**Written tasks:**
[1] List every poster name that appears in a heading of the outfitting thread, together with the date shown beside it.
[2] Decide whether each statement agrees with the outfitting thread: (a) g/o holds that placing the NDGF under tourism control would be a big mistake; (b) g/o reports visitors from 38 states; (c) Bob Kellam hopes the shut-down operation gets a light penalty. Answer yes or no for each and quote the deciding words.
[3] Carry on the outfitting thread from its final line.

**Selected text:**
start

Actually ND Tourism has been carrying water for outfitting quite awhile. During *Pheasantgate* West River Tourism published their minutes on the net and they and Tourisn were making a concentrated effort to move NDGF under the Dedpt. of Commerce. When Mark Mazaheri put the spotlight on it during a KFGO broadcast those minutes disappeared from their web site. Pretty slick.----And I was just kidding about eating crow, it tastes about like it looks.


----------



## g/o (Jul 13, 2004)

Dick, Not to rattle your chain but of course the Tourism Dept. is in bed with us and they should be. Same as the NDGF is in bed with you guys, nothing new to me. To put the NDGF under control of tourism would be a big mistake.

I'm sure you will not agree with me on this but I'm very dedicated to what I do. When people come to my place I feel its my duty to be an ambassador of ND while there here. I've had people from 38 states here and one limey. I've always put my best foot forward and when not hunting educating them on ND history,agriculture etc. That being said since we have strayed from the original topic of this thread which was illegal outfitting. I know this is something you'll probably disagree with, but I think either the tourism or the NDGF should publish the names of the licensed outfitters and guides in this state. How do you think these guys feel that hired these bozos and then found out they were hunting illegally?

I hope the tourism is smart enough to make sure these guys are licensed outfitters, have lodging licenses and are paying and collecting sales tax. If they are I have no problem with this if not they better start. This is a problem I have and that is I have to abide by the lodging laws in this state. Yet a person from Fargo, or Mpls. can buy a house in a small town and advertise to rent it out and nothings done. Does this fall into your soft outfitting category?


----------



## Bob Kellam (Apr 8, 2004)

I get a kick out of how an ILLEGAL!! guiding operation ends up with everyone kicking each other in the nuts.

I am glad the NDGF guys shut this operation down and I hope they get the maximum penalty possible.

You guys just go ahead and keep pizzing in each others corn flakes and continue kicking each other in the gonads, Heaven forbid we talk about something constructive, like how we could be working together.

g/o



> Yet a person from *Fargo*, or Mpls. can buy a house in a small town and advertise to rent it out and nothings done. Does this fall into your soft outfitting category?


I would venture to guess that many, many landowners buy up a lot of the houses in small towns to rent out to people that hunt on their property.

Why the hell do you always have to continually bring up people from Fargo. I am getting a little sick of that as well, If you have a problem with someone from Fargo get it out in the open and deal with it and quit blaming everything that happens on Fargo. FIND A NEW WHIPPIN BOY!!!

Bob


----------



## goosebusters (Jan 12, 2006)

end

**Records:**
start

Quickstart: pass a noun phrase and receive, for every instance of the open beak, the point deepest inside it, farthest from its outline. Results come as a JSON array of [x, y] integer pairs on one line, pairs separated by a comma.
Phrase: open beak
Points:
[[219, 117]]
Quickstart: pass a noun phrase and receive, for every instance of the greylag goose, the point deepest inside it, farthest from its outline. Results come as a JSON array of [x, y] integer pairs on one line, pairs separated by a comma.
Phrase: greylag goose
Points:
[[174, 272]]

end
start

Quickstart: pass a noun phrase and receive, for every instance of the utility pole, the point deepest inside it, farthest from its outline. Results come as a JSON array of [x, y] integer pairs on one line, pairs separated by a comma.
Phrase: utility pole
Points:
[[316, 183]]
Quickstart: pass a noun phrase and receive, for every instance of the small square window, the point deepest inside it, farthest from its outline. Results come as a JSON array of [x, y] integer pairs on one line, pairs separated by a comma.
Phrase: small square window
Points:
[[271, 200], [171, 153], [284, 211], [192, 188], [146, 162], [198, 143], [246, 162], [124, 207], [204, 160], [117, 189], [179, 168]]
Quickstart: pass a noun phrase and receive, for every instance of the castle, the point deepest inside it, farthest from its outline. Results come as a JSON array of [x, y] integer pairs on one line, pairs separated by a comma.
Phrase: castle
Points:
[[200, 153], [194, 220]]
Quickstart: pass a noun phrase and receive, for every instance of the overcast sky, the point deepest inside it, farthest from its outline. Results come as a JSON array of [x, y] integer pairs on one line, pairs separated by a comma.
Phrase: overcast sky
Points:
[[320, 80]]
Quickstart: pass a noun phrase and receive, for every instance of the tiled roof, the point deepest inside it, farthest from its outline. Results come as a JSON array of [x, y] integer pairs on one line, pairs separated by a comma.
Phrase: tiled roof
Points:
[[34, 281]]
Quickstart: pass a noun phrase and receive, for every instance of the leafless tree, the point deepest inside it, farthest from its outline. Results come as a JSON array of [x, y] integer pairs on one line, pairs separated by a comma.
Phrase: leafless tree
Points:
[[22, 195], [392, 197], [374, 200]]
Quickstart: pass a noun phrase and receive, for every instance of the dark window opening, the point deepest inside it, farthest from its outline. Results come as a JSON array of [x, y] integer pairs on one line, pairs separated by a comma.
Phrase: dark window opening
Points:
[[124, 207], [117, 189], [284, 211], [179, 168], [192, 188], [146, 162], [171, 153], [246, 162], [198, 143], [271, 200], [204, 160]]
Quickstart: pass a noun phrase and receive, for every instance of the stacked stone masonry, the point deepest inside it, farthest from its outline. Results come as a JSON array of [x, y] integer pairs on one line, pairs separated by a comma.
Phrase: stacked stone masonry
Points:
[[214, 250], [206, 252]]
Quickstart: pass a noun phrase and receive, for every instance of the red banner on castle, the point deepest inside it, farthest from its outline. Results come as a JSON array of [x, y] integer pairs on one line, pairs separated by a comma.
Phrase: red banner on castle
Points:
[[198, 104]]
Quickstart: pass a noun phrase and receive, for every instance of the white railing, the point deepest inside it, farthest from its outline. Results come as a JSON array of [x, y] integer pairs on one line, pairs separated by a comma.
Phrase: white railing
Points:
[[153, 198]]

end

**Answers below:**
[1]
- g/o (Jul 13, 2004)
- Bob Kellam (Apr 8, 2004)
- goosebusters (Jan 12, 2006)

[2]
(a) Yes: "To put the NDGF under control of tourism would be a big mistake."
(b) Yes: "I've had people from 38 states here and one limey."
(c) No: "I hope they get the maximum penalty possible."

[3]
What I am confused about is how can North Dakota tourism support g/o? I assume it is because it brings money from non residents into the state. Then our state makes it legal for non residents to start their own guiding operations and they come adding it to the already existing amount of resident guiding operations. They all start posting up their land and soon North Dakotans are paying Non-resident corporations to hunt in their own state. I get so confused when it comes to our state and outfitters, I don't know why they allowed non-resident g/o's. Some days it seems like they don't want outfitters (limiting non-resident hunters, making it more difficult to be an outfitter) and sometimes they are for them (allowing NR g/o's).

Confusing


----------



## Dick Monson (Aug 12, 2002)

g/o, Ill give you this. You are the only outfitter I have ever seen critisize an illeagel opperation like the one just busted. More should do it, it would take some bugs off the glass.


----------



## g/o (Jul 13, 2004)

Bob Kellam said: Heaven forbid we talk about something constructive, like how we could be working together.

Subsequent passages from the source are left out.